### EXTRAIT DU DOCUMENT ###
Les grévistes de l’usine Foxconn de Zhengzhou, en Chine, en lutte pour une amélioration des salaires et des conditions de travail, ont dû faire face à la violence brutale de la police, qui frappait les grévistes avec des matraques métalliques. La grève, impliquant plus de 3000 employés, a paralysé certaines lignes de production. Les grévistes se sont défendus vaillamment contre les forces de l’ordre, comme en témoignent de nombreuses vidéos, dont la diffusion est désormais interdite en Chine.
Le régime dans l’usine est implacable. Les salariés font l’objet d’un harcèlement permanent de la part de la direction. Chaque équipe de travail doit respecter des cadences infernales et se voit imposer des quotas de production difficilement atteignable, au détriment de leur santé physique et mentale. Des « contrôleurs de qualité » guettent leurs moindres faits et gestes. Des règles très strictes sont imposées pour éviter des empreintes de doigts ou des égratignures sur les smartphones. Les produits jugés non conformes et retirés des chaînes de production sont déduits des quotas, donnant lieu à une perte de salaires. La tension est telle que des conflits violents éclatent périodiquement entre les salariés et les contrôleurs. Il arrive aussi que des agents de la sécurité agressent les employés, ce qui a provoqué une émeute dans une usine à Taiyuan (capitale de la province du Shanxi), quelques semaines avant la grève de Zhengzhou.
###
[CONSIGNES]:
1. Condensez le paragraphe de l'extrait sur la grève chez Foxconn qui commence par « Le régime dans l'usine est implacable » en conservant ses faits principaux.
2. Recopiez à l'identique chaque ligne des entrées ci-dessous, en laissant les images de côté.
### ENTRÉES FOURNIES ###
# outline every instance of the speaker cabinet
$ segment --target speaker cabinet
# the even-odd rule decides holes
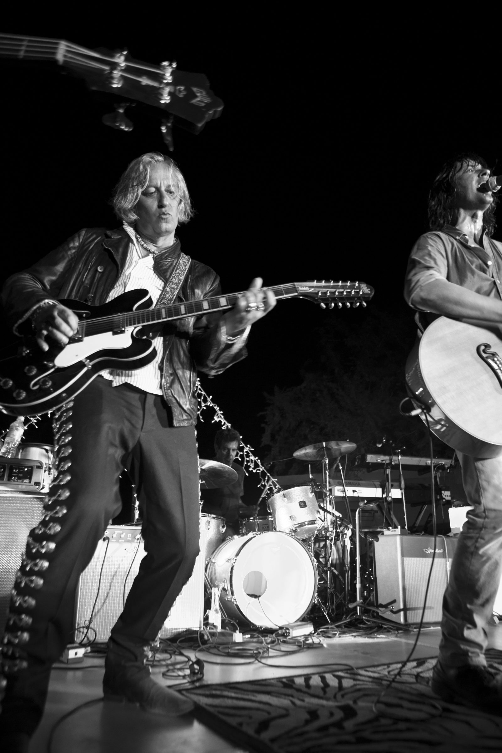
[[[203,521],[202,521],[203,522]],[[183,587],[160,631],[161,638],[198,630],[204,619],[204,569],[205,538],[208,530],[200,526],[200,553],[193,572]],[[139,563],[145,555],[140,529],[134,526],[111,526],[105,532],[110,542],[99,541],[94,556],[81,576],[75,604],[75,639],[81,640],[85,634],[95,600],[90,638],[107,641],[110,631],[123,609]],[[103,537],[103,538],[105,538]],[[101,584],[99,584],[99,574]]]
[[[28,534],[44,517],[44,498],[41,494],[0,492],[0,635]]]
[[[443,595],[448,584],[450,562],[456,541],[446,536],[436,539],[436,556],[431,577],[424,621],[440,622]],[[376,590],[380,604],[396,599],[394,610],[385,617],[394,622],[420,622],[425,588],[434,553],[434,536],[383,535],[375,541]]]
###
[RÉSULTATS]:
1. Dans l'usine, la direction harcèle sans cesse les salariés. Ils sont soumis à des cadences infernales et à des quotas de production difficilement atteignables, au détriment de leur santé physique et mentale. Des contrôleurs de qualité surveillent chacun de leurs gestes, et des règles strictes visent à éviter les empreintes et les égratignures sur les smartphones. Les produits jugés non conformes sont déduits des quotas, ce qui entraîne une perte de salaire. Cette tension provoque périodiquement des conflits violents avec les contrôleurs. Des agressions commises par des agents de sécurité ont déclenché une émeute dans une usine de Taiyuan, quelques semaines avant la grève de Zhengzhou.

2.
# outline every instance of the speaker cabinet
$ segment --target speaker cabinet
# the even-odd rule decides holes
[[[203,521],[202,521],[203,522]],[[183,587],[160,631],[161,638],[198,630],[204,619],[204,569],[205,538],[208,530],[200,526],[200,553],[193,572]],[[139,563],[145,555],[140,529],[134,526],[111,526],[105,532],[110,542],[99,541],[94,556],[81,576],[75,604],[75,639],[81,640],[85,634],[95,600],[90,638],[107,641],[110,631],[123,609]],[[103,537],[103,538],[105,538]],[[101,584],[99,584],[99,574]]]
[[[28,534],[44,517],[44,498],[41,494],[0,492],[0,635]]]
[[[443,595],[448,584],[450,562],[456,541],[446,536],[436,539],[436,556],[431,577],[424,621],[440,622]],[[376,590],[380,604],[396,599],[394,610],[385,617],[394,622],[420,622],[425,588],[434,553],[434,536],[383,535],[375,541]]]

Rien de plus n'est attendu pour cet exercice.